"Gerechtigheid kent uitstel maar geen afstel"

 

( BIJDRAGE AAN HET JUBILEUMBOEK VAN DE OPENLUCHTSCHOOL)

juni 2005

 

Voor het eerst de trap opgaan naar de kleuterafdeling van Juffrouw Lebbing was een gebeurtenis van belang. Bovengekomen waren daar rustgevende plaatjes bij de kapstokken op peuterhoogte. Gezellige tafeltjes en stoeltjes vormden het meubilair. De kinderen die huilden als hun moeder wegging begreep ik niet. De klas was vrolijk door leuke gekleurde slingers en opgehangen plaatjes en tekeningen.

Juffrouw Lebbing straalde twee dingen uit: liefde voor de kindertjes en autoriteit. Haar wens was vanzelfsprekend wet. Ik betrad haar klas in 1942 en vond het er prettig. Ik hoefde ook weer niet álles te doen wat de juf zei; Zo weigerde ik bijvoorbeeld tijdens een ouderdag, op een stoeltje staand, een lied te zingen over een banaan. Was daar uiteindelijk alleen toe over te halen als iedereen meezong. Hetgeen geschiedde.

|---|

**Gegeven opdracht A**
Herhaal woordelijk het deel van het fragment tussen "Voor het eerst" en "meezong. Hetgeen geschiedde.", beide inbegrepen.
**Gegeven opdracht B**
Beantwoord op basis van het fragment:
(i) In welk jaar kwam de ik-figuur in de klas van Juffrouw Lebbing?
(ii) Wat hing er bij de kapstokken op peuterhoogte?
(iii) Waarover ging het lied dat de ik-figuur tijdens de ouderdag weigerde te zingen?
De vermeldingen komen uit een andere bron dan het fragment.

Een reeks vermeldingen
|---|

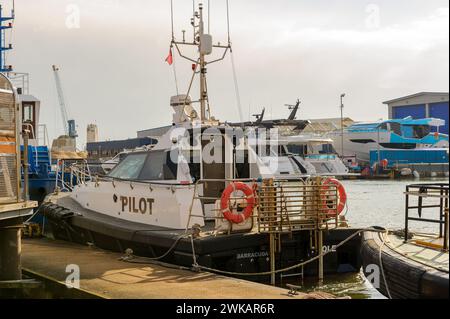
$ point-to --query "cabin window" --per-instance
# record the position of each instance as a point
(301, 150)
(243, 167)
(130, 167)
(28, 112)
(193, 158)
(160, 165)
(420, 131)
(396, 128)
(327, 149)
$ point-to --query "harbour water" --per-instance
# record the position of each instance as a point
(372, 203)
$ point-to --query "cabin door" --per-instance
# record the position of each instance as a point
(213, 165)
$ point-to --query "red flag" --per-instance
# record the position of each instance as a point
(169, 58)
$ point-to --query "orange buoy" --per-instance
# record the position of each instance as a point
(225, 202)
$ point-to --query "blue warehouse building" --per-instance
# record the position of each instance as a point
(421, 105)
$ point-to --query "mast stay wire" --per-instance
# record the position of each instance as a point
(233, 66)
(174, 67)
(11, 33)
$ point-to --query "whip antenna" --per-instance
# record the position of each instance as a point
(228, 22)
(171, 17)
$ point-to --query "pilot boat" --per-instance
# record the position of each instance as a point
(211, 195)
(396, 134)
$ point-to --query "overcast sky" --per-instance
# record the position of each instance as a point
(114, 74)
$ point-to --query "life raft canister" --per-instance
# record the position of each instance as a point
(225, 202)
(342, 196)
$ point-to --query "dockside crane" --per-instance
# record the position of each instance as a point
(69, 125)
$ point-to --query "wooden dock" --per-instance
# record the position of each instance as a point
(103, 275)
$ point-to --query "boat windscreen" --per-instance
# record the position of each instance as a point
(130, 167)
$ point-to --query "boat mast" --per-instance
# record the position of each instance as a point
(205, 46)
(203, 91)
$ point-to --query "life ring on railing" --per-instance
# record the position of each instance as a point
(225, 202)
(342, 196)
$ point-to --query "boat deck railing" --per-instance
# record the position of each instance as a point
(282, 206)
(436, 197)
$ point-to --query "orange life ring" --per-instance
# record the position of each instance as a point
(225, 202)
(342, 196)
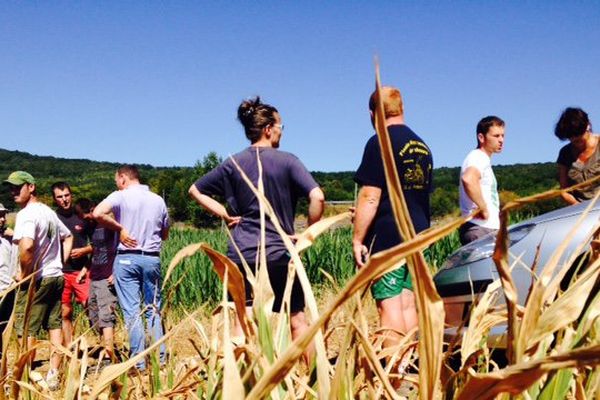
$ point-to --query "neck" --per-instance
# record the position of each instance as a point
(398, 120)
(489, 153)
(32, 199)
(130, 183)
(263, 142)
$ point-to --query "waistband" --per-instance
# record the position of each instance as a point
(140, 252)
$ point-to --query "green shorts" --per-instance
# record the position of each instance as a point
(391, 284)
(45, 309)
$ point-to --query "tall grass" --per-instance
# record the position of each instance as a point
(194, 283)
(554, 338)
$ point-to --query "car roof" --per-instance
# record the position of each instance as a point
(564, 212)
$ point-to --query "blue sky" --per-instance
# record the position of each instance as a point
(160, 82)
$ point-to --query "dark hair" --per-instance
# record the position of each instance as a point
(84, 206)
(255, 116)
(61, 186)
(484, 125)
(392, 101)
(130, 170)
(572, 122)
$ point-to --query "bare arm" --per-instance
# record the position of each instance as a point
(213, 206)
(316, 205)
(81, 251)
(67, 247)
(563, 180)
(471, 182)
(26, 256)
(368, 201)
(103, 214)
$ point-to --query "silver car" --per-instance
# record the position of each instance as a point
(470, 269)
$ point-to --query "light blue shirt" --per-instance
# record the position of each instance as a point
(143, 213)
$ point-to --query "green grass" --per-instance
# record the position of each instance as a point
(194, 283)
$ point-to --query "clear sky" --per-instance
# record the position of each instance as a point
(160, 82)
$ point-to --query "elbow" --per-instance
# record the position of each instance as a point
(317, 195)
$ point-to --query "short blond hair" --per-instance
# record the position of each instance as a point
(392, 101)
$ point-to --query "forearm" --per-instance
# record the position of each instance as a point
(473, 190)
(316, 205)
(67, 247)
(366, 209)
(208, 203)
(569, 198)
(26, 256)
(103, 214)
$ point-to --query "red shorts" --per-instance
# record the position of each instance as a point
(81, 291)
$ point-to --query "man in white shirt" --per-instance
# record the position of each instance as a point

|---|

**Uitwerking opdracht A**
Voor het eerst de trap opgaan naar de kleuterafdeling van Juffrouw Lebbing was een gebeurtenis van belang. Bovengekomen waren daar rustgevende plaatjes bij de kapstokken op peuterhoogte. Gezellige tafeltjes en stoeltjes vormden het meubilair. De kinderen die huilden als hun moeder wegging begreep ik niet. De klas was vrolijk door leuke gekleurde slingers en opgehangen plaatjes en tekeningen.

Juffrouw Lebbing straalde twee dingen uit: liefde voor de kindertjes en autoriteit. Haar wens was vanzelfsprekend wet. Ik betrad haar klas in 1942 en vond het er prettig. Ik hoefde ook weer niet álles te doen wat de juf zei; Zo weigerde ik bijvoorbeeld tijdens een ouderdag, op een stoeltje staand, een lied te zingen over een banaan. Was daar uiteindelijk alleen toe over te halen als iedereen meezong. Hetgeen geschiedde.

**Uitwerking opdracht B**
(i) In 1942.
(ii) Rustgevende plaatjes.
(iii) Over een banaan.